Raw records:
────────────────────────────────────────
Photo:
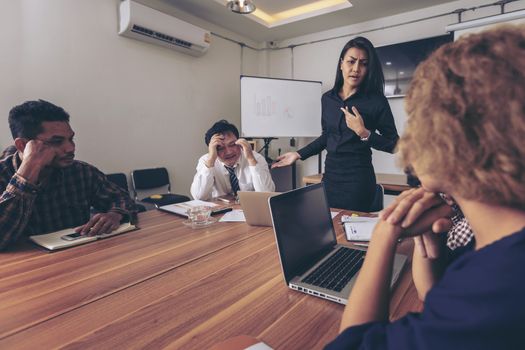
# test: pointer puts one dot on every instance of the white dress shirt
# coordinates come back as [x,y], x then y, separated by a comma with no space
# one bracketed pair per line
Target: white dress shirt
[215,182]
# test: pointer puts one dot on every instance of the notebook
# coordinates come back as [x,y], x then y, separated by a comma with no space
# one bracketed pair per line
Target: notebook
[182,208]
[255,207]
[69,238]
[311,260]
────────────────────────────────────────
EXERCISE: Reproduce all the records, substituting "notepad" for every occurrence of "notebook" and keeping everything else the same. Leave the pictures out.

COMPLETE OUTPUT:
Photo:
# test: pointer puts one dot on every instance of the white dress shirt
# coordinates come back as [x,y], x then y, separated by a comma with no space
# one bracketed pair per line
Target: white dress shirt
[215,182]
# test: pointer puts one dot on every instance of the notepad
# coordinates come back as [x,y], x then y, separated by a comma with no space
# one bracketed pair per line
Target: notepad
[182,208]
[255,207]
[69,238]
[311,260]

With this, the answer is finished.